_What the exercise asks_:
In the R documentation excerpt on joint discretization, which method pre-clusters the data in the example that uses an alternative to k-means?

See Ckmeans.1d.dp for discretizing univariate continuous data.

Examples

# using a specified k
x = rnorm(100)
y = sin(x)
z = cos(x)
data = cbind(x, y, z)
discretized_data = discretize.jointly(data, k=5)$D

# using a range of k
x = rnorm(100)
y = log1p(abs(x))
z = tan(x)
data = cbind(x, y, z)
discretized_data = discretize.jointly(data, k=c(3:10))$D

# using k = Inf
x = c()
y = c()
mns = seq(0,1200,100)
for(i in 1:12){
  x = c(x,runif(n=20, min=mns[i], max=mns[i]+20))
  y = c(y,runif(n=20, min=mns[i], max=mns[i]+20))
}
data = cbind(x, y)
discretized_data = discretize.jointly(data, k=Inf)$D

# using an alternate clustering method to k-means
library(cluster)
x = rnorm(100)
y = log1p(abs(x))
z = sin(x)
data = cbind(x, y, z)

# pre-cluster the data using partition around medoids (PAM)
cluster_label = pam(x=data, diss = FALSE, metric = "euclidean", k = 5)$clustering
discretized_data = discretize.jointly(data, cluster_label = cluster_label)$D


Generate Simulated Data

Description

Generate Simulated Data

Usage

gen_simdata(cord, sim_table, noise = 0.3, plot = FALSE)

Arguments

cord

data matrix that records the index for each cluster on each dimension

sim_table

a matrix

noise

a numeric value to specify noise level

plot

a logical to turn on or off plotting


Plotting Grid on Continuous Data

Description

Plots discretized data based on grid that preserves clusters in original data.

_Raw data_:
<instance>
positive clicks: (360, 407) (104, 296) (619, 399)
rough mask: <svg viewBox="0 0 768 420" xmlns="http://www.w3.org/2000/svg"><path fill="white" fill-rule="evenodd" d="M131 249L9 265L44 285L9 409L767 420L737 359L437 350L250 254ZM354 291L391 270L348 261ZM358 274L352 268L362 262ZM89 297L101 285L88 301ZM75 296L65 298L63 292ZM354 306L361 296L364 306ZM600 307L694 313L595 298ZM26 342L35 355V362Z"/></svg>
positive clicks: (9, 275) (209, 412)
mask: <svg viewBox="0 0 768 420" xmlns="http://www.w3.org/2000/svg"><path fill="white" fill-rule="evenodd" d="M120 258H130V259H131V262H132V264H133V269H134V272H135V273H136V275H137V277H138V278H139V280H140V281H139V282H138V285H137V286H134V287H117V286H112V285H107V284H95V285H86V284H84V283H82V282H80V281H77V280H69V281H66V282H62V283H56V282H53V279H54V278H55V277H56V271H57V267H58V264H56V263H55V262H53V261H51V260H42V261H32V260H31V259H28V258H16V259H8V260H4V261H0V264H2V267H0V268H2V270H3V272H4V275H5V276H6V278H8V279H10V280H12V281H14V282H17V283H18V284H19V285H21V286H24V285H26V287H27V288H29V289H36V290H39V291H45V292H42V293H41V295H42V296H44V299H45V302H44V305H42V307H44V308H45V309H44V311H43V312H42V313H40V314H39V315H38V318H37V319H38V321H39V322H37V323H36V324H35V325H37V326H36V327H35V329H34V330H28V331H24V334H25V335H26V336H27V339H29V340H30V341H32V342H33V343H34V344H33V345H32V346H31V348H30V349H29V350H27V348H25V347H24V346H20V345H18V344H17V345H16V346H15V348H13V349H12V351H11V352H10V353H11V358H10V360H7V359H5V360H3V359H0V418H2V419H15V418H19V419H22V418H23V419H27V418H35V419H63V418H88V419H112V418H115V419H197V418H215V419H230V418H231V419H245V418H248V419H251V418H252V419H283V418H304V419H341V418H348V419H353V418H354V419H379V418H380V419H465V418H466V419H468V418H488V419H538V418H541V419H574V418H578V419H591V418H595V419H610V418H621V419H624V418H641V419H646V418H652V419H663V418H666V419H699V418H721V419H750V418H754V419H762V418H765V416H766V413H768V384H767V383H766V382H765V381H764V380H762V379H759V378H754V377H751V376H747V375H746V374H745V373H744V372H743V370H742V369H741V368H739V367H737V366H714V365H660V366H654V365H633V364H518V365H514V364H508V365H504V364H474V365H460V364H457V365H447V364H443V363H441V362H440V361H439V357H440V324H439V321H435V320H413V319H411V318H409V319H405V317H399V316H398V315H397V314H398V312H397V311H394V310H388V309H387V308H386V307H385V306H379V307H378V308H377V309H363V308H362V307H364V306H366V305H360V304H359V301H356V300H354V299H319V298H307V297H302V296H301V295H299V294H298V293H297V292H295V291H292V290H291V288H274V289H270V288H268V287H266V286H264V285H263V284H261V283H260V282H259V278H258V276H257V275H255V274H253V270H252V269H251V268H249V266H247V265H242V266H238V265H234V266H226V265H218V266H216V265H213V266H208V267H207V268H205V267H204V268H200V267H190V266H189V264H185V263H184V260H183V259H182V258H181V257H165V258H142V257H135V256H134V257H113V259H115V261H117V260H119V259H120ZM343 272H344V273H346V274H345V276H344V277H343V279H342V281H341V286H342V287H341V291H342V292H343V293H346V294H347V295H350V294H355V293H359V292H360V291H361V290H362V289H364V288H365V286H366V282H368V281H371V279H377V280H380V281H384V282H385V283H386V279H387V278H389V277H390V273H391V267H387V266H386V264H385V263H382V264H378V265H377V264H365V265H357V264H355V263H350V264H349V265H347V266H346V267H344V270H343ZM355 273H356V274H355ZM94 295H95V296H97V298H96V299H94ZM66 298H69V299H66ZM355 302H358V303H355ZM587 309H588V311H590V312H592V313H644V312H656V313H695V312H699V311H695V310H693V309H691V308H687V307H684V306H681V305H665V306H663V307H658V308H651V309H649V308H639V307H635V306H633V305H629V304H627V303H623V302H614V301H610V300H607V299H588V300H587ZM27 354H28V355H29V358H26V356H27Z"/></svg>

_Answer box_:
Partition around medoids (PAM).